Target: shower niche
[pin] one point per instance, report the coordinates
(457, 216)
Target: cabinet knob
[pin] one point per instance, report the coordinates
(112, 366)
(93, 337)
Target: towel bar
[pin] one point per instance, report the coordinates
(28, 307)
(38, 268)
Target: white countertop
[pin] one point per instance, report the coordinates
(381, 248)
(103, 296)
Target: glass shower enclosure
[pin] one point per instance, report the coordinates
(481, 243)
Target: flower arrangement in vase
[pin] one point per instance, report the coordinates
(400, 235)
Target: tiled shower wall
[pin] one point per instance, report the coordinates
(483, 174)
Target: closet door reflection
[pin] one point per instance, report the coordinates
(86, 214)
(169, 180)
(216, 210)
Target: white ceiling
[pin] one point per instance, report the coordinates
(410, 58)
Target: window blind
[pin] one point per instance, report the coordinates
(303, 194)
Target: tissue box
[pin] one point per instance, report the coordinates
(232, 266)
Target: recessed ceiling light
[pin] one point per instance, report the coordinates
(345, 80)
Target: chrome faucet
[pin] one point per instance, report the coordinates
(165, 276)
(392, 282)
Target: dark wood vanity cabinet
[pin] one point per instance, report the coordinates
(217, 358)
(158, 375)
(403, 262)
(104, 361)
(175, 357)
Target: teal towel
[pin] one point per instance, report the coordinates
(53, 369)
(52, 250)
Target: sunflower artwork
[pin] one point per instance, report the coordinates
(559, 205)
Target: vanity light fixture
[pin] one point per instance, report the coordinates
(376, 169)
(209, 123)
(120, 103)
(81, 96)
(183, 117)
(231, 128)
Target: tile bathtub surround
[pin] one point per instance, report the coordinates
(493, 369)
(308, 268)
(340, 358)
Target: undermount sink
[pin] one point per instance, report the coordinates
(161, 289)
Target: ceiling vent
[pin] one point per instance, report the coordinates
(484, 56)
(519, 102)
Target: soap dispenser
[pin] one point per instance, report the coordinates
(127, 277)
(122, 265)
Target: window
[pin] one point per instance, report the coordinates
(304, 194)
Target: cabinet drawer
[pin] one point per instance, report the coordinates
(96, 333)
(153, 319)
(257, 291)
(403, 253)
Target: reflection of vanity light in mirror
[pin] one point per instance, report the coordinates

◆ ◆ ◆ ◆ ◆ ◆ ◆

WHAT YOU NEED TO DO: Transcribe every row above word for word, keeping each line in its original order and form.

RESPONSE BELOW:
Target: shower niche
[pin] one point per instance, report the coordinates
(457, 216)
Target: cabinet knob
[pin] one point per instance, report the coordinates
(112, 366)
(93, 337)
Target: towel bar
[pin] one point per instance, report the coordinates
(28, 307)
(38, 268)
Target: white countertop
[pin] one point per instance, report the coordinates
(381, 248)
(103, 296)
Target: glass shower enclosure
[pin] one point per instance, report the coordinates
(481, 243)
Target: flower arrangement in vase
[pin] one point per instance, report the coordinates
(400, 235)
Target: tiled shower wall
[pin] one point per instance, report the coordinates
(483, 174)
Target: closet door reflection
[pin] one point per instance, report the coordinates
(86, 214)
(169, 180)
(216, 210)
Target: white ceiling
[pin] one point per instance, report the coordinates
(410, 58)
Target: window blind
[pin] one point per instance, report the coordinates
(303, 194)
Target: tissue box
[pin] one point per instance, report the coordinates
(232, 266)
Target: recessed ceiling light
[pin] one point per instance, report the coordinates
(345, 80)
Target: chrome faucet
[pin] one point per instance, report the coordinates
(165, 276)
(392, 282)
Target: dark wood vanity cabinet
[pin] one point per instance, report the coordinates
(217, 358)
(158, 375)
(403, 262)
(104, 361)
(175, 357)
Target: teal towel
[pin] one point per instance, report the coordinates
(53, 369)
(52, 250)
Target: sunflower artwork
[pin] one point per instance, report the coordinates
(559, 205)
Target: vanity light fixture
[pin] one point per instance, report the coordinates
(376, 169)
(209, 123)
(120, 103)
(81, 96)
(183, 117)
(231, 128)
Target: tile bathtub surround
[pin] one point per instance, report the coordinates
(493, 369)
(308, 268)
(340, 358)
Target: undermount sink
[pin] one point per instance, report the coordinates
(161, 289)
Target: ceiling vent
[pin] one point per instance, report the coordinates
(484, 56)
(519, 102)
Target: soap dispenser
[pin] one point per instance, report the coordinates
(127, 277)
(122, 265)
Target: window
[pin] one point per instance, report the coordinates
(304, 194)
Target: cabinet drawer
[pin] one point per instance, report the coordinates
(96, 333)
(153, 319)
(257, 291)
(403, 253)
Target: reflection of vanity light in mirror
[pin] one point per instance, report the coordinates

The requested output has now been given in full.